## EXERCISE PROMPT:
Count the lines in the records below that contain the word "dress", matching case exactly. Reply with the number alone.

---

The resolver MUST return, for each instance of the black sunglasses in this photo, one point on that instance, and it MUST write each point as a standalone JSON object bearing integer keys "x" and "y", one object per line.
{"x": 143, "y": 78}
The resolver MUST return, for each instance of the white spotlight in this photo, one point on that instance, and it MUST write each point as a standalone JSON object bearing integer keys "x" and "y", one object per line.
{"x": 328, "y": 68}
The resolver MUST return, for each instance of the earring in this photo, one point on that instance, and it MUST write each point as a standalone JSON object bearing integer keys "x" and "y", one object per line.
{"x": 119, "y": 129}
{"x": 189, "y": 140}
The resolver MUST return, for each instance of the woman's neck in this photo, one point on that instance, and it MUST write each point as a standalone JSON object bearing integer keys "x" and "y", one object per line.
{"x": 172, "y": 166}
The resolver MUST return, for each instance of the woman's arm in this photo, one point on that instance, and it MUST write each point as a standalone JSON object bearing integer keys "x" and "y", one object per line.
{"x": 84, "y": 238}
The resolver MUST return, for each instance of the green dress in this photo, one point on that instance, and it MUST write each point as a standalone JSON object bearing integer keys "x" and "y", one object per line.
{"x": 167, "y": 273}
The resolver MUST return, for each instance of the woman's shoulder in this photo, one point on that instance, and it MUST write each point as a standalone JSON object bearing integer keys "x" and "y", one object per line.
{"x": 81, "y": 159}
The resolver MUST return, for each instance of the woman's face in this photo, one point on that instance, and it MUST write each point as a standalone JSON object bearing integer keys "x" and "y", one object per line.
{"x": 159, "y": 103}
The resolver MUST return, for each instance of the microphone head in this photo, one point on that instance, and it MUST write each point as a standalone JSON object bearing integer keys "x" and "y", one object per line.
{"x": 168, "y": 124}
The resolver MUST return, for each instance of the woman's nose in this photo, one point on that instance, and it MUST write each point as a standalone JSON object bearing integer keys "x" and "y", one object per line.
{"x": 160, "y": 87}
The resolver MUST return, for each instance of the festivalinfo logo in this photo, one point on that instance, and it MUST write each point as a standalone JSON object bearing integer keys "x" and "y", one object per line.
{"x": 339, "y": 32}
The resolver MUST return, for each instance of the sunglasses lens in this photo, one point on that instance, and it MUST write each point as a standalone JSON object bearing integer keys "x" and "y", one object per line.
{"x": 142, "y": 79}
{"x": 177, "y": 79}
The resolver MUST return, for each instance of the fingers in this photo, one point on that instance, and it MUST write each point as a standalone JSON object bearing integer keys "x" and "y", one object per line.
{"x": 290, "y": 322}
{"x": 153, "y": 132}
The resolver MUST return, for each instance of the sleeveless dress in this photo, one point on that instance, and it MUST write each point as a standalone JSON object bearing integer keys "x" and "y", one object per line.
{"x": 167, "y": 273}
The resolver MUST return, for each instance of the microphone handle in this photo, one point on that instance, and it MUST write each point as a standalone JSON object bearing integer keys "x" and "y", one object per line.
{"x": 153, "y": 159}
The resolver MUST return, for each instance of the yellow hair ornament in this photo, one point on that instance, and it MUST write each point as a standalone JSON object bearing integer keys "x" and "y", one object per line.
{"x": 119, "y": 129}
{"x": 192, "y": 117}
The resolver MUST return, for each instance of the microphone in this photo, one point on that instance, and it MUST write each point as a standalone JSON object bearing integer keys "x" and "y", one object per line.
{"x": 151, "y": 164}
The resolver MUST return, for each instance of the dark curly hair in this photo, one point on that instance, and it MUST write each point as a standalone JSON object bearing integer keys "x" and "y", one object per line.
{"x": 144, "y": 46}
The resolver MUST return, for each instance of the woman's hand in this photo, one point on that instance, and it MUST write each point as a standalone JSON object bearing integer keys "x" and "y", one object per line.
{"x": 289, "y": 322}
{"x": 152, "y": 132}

---

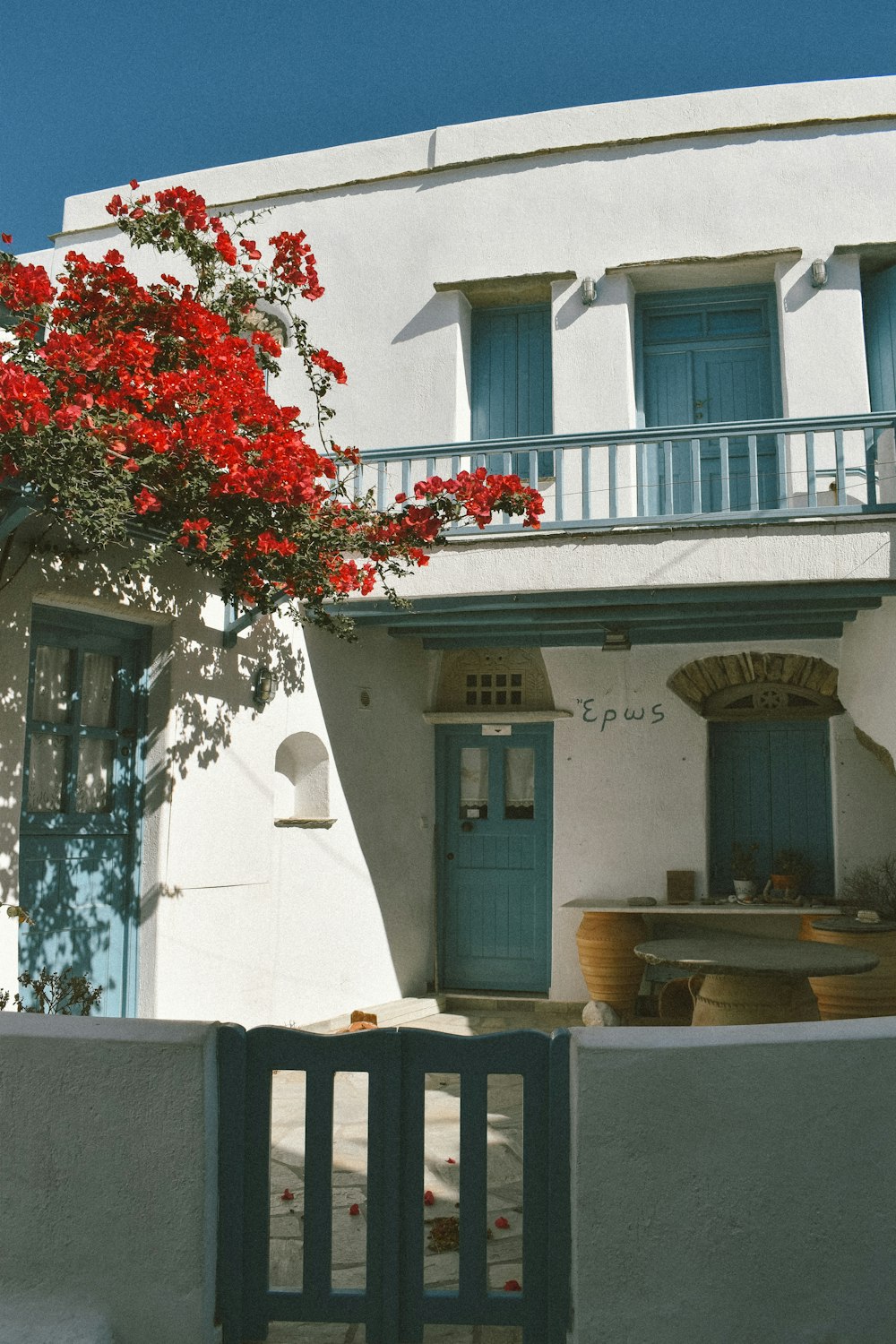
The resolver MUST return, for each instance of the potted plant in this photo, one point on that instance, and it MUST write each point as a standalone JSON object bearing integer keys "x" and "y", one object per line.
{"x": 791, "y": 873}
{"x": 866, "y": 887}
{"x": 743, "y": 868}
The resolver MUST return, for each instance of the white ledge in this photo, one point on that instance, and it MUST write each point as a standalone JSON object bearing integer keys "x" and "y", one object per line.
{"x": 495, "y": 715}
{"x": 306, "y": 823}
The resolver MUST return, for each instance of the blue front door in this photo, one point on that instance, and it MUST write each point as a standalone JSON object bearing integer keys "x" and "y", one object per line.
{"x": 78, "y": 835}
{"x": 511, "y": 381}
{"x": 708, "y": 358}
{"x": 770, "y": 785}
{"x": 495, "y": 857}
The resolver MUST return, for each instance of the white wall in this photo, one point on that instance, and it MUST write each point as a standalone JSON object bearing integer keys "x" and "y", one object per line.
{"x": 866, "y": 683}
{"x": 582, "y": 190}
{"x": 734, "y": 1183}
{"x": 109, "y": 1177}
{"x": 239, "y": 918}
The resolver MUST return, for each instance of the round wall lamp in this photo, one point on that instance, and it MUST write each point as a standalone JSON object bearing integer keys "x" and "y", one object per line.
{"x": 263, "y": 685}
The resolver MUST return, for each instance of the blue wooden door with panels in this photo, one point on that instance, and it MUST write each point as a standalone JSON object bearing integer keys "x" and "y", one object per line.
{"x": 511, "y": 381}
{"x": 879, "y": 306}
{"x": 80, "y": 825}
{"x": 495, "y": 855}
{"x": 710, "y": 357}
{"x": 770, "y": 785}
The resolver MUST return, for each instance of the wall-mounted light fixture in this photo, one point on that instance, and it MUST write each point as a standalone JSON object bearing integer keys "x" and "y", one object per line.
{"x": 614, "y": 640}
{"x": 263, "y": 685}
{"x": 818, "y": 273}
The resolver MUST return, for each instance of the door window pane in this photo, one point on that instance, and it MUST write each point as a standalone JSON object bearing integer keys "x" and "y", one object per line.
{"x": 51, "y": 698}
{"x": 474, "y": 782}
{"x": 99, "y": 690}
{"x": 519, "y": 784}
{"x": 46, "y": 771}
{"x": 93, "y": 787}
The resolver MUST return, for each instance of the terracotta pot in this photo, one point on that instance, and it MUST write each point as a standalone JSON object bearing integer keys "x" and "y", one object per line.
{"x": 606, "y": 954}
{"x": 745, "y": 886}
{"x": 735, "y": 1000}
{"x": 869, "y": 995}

---

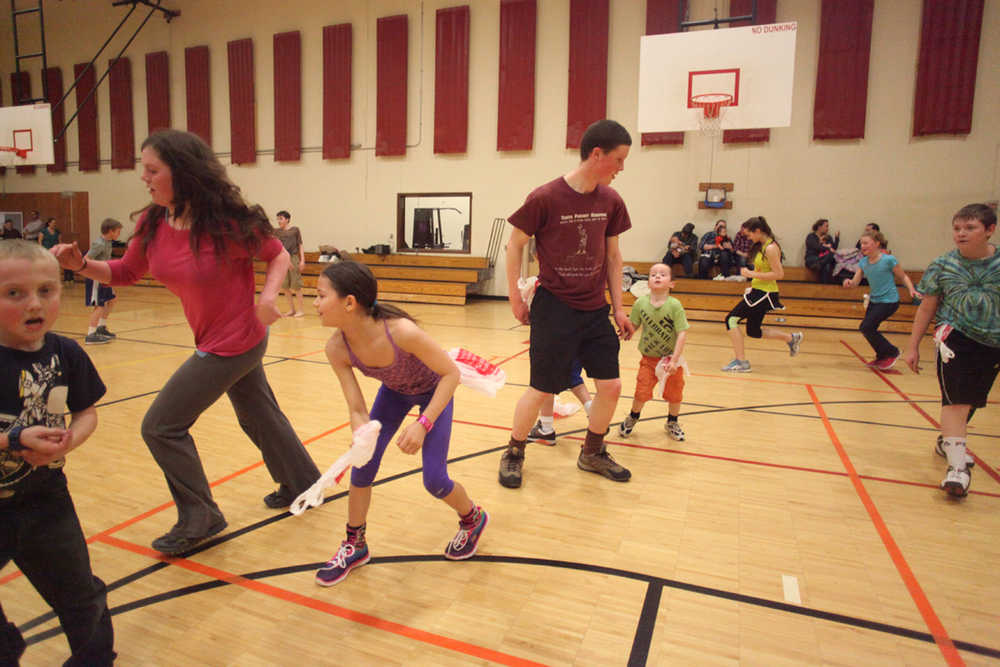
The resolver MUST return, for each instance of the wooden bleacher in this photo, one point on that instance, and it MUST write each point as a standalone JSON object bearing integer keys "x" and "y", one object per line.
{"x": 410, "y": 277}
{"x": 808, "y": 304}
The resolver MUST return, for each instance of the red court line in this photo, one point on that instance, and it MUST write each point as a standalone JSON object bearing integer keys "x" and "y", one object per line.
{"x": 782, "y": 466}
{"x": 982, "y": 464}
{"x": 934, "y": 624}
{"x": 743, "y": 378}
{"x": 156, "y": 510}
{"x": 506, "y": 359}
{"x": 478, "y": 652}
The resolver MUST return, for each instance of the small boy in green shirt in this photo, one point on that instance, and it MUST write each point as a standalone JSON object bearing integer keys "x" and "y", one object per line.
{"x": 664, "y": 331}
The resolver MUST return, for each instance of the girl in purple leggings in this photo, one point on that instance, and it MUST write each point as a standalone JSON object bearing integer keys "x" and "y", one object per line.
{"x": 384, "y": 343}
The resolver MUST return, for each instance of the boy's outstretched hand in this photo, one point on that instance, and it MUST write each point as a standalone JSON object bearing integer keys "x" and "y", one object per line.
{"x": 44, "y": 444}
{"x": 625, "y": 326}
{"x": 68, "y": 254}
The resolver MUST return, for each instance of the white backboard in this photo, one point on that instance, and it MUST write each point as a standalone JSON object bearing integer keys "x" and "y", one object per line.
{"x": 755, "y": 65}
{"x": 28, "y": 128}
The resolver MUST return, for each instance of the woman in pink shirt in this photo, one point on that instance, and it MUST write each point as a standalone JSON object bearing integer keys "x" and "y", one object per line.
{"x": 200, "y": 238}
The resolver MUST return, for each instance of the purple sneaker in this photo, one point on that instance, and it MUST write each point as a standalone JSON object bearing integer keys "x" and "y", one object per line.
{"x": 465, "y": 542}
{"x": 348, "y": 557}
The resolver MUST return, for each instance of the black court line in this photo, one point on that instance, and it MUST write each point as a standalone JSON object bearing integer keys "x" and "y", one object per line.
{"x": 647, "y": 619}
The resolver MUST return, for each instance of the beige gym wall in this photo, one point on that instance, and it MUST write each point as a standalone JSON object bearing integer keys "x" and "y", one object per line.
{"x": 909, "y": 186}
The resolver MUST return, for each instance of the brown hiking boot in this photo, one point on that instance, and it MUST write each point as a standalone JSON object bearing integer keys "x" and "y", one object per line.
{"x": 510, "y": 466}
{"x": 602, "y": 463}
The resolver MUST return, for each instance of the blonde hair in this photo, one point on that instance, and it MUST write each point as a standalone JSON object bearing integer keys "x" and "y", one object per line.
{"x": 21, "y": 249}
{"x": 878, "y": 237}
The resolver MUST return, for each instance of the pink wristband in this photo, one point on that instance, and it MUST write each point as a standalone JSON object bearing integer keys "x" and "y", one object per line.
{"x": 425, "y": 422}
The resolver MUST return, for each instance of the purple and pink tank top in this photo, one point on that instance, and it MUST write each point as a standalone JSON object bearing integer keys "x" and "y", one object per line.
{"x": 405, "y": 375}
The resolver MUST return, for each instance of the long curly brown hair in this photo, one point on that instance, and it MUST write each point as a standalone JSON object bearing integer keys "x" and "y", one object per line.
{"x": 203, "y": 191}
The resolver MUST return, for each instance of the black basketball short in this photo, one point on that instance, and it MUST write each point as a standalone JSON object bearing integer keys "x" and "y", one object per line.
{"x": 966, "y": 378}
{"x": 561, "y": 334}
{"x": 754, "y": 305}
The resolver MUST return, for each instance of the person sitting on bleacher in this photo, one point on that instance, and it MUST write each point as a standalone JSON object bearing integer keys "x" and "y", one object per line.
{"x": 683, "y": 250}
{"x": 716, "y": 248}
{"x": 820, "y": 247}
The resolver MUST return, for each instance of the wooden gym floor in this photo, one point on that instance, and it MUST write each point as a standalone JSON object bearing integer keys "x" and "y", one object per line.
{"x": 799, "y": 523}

---

## EXERCISE ANSWER:
2